## WORK ITEM
Below are some records; quote exactly the lines from the one that contains "Target: paint container" through the one that contains "Pick out the wooden surface", inclusive, and no others.

· · · · · · ·

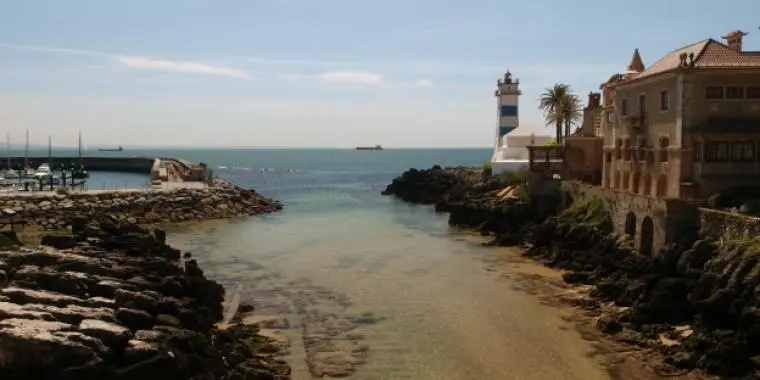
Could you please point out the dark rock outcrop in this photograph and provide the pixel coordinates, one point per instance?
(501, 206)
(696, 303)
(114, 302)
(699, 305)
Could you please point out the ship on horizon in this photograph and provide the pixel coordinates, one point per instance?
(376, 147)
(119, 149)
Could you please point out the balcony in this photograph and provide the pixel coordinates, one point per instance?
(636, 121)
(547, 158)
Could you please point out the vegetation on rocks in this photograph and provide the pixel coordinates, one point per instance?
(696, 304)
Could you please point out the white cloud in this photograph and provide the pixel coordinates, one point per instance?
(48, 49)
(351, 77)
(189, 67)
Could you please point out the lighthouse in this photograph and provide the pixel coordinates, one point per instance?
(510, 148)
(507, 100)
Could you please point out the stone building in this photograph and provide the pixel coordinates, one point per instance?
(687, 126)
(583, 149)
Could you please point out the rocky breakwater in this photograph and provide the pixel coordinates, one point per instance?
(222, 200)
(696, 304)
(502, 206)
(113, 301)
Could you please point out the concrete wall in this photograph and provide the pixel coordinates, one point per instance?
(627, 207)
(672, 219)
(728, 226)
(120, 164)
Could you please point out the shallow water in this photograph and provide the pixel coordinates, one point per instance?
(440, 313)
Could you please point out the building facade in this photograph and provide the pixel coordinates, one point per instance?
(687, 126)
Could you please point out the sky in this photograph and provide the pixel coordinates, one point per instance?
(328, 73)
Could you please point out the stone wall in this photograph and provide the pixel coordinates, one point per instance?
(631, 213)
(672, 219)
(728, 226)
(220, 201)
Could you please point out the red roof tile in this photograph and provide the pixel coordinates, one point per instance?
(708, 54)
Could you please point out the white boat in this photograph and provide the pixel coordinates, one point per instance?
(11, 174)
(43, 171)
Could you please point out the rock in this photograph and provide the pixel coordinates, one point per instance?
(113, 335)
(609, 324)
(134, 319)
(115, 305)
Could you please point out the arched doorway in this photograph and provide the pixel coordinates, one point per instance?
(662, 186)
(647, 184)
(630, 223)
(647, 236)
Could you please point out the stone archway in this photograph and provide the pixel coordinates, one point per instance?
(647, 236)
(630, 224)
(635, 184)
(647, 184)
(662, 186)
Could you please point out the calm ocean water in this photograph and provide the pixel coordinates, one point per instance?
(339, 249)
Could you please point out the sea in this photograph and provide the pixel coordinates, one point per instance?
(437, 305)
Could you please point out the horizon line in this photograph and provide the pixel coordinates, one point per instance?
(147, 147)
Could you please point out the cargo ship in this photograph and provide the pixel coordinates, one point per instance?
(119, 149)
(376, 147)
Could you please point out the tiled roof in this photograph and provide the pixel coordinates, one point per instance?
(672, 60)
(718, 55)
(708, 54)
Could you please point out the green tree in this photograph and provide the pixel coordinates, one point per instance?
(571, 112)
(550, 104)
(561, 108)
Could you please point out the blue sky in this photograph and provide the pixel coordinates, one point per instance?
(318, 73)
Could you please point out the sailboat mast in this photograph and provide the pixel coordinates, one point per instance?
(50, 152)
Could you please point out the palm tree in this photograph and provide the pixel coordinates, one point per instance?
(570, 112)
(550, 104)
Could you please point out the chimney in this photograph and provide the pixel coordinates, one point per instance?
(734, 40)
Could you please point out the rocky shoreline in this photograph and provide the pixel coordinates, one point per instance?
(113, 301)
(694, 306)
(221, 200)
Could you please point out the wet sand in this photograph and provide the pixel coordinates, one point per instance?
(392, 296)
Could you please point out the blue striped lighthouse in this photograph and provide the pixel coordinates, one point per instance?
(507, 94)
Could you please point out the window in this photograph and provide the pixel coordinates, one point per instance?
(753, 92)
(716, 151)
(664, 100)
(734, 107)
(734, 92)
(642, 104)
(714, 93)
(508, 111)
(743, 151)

· · · · · · ·

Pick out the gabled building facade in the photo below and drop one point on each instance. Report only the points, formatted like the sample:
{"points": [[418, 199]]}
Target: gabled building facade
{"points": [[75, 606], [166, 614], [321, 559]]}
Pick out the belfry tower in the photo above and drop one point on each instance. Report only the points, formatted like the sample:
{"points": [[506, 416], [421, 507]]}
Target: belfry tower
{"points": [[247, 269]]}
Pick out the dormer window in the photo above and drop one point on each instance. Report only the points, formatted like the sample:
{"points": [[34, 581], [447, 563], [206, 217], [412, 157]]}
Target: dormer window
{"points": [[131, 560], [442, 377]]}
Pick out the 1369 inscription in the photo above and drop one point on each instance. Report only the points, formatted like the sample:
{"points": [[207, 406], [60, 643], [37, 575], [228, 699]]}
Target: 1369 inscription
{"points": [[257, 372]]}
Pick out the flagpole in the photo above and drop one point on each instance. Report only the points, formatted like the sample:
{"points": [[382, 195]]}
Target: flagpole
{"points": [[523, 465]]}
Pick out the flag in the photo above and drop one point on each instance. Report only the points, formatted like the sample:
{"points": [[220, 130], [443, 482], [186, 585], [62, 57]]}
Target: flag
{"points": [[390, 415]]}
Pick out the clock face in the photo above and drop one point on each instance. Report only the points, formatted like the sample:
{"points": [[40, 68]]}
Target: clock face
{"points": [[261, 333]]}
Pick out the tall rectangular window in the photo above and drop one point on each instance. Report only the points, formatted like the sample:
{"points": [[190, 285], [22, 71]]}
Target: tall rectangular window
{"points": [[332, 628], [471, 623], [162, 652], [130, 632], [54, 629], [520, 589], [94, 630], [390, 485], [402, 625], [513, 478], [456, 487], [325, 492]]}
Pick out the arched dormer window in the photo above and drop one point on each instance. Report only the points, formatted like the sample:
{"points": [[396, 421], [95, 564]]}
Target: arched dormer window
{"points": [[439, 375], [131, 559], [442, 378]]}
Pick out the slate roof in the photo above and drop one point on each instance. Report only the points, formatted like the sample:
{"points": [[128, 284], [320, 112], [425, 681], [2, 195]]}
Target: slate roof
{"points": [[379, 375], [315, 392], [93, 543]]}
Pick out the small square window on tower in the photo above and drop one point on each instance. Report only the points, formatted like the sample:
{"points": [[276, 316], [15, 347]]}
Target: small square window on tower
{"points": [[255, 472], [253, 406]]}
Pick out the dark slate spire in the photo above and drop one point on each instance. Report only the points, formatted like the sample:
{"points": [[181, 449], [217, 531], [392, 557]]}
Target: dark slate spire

· · · · · · ·

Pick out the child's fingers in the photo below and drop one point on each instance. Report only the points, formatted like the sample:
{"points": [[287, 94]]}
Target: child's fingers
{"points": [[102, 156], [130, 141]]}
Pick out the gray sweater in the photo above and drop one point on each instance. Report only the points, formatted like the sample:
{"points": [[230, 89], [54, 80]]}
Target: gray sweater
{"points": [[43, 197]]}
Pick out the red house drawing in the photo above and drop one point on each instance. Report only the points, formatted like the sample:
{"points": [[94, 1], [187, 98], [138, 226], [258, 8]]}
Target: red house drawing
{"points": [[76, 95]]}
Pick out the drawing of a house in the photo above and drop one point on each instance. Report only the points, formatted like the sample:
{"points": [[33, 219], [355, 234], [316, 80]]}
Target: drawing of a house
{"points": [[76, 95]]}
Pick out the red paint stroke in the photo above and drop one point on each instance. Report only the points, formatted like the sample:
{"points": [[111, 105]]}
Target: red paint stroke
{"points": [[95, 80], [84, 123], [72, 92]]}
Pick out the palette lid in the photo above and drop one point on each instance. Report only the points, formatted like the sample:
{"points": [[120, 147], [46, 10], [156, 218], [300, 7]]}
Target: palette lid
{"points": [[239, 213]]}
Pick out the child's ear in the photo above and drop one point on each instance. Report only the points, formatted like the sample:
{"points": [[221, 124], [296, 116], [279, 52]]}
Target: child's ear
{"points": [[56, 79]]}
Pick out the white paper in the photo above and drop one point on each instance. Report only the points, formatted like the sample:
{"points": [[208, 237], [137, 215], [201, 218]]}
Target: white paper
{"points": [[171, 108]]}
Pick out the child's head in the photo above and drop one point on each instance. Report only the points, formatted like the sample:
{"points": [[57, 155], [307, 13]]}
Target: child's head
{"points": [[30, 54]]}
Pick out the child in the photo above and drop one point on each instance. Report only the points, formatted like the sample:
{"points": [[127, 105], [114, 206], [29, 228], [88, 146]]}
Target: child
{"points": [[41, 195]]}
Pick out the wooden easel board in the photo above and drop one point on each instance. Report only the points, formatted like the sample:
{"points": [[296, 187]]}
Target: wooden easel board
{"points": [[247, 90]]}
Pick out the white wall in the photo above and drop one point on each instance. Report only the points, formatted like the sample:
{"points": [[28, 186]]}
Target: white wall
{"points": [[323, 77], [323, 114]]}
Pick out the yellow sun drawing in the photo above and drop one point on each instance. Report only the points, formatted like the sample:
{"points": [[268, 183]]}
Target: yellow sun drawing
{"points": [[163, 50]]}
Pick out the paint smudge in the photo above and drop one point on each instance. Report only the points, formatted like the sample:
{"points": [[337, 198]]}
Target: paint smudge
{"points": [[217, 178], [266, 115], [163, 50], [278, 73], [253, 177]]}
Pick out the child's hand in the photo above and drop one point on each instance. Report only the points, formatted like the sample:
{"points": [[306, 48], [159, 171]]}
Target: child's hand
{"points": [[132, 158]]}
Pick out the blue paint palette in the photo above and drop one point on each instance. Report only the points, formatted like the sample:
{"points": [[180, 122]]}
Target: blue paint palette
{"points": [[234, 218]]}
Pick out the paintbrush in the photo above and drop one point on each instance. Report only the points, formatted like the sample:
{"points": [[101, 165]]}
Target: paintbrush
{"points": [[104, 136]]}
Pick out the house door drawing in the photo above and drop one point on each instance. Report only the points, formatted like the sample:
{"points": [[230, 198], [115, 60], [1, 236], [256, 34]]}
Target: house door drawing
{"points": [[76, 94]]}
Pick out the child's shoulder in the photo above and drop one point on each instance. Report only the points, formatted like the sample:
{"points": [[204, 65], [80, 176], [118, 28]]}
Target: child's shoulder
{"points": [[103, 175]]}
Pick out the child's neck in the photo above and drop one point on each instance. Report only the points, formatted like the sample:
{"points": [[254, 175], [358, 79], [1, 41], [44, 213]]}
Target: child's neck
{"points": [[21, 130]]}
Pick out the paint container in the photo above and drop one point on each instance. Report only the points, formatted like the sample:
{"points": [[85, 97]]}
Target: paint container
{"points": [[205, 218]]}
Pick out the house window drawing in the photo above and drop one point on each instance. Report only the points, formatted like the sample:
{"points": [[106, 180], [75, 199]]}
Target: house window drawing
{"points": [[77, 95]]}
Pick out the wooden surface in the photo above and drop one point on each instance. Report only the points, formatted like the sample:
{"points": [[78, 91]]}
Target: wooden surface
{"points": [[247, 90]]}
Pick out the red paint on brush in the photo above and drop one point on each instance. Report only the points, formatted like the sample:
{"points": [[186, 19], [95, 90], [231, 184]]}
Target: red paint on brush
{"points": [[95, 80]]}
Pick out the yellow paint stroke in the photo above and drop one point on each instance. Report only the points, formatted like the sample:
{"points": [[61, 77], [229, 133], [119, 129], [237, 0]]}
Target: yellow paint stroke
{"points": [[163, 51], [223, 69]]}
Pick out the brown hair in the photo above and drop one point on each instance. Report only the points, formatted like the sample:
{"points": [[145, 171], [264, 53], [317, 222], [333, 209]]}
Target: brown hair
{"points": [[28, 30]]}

· · · · · · ·

## EXERCISE RESPONSE
Target: paint container
{"points": [[205, 218]]}
Pick out the house window drawing in the photo above and drop one point on each instance. Report only the points, formatted like the sample:
{"points": [[106, 180], [75, 199]]}
Target: house window drawing
{"points": [[77, 95]]}
Pick out the wooden surface in the photo above and drop one point on each instance. Report only the points, formatted like the sample:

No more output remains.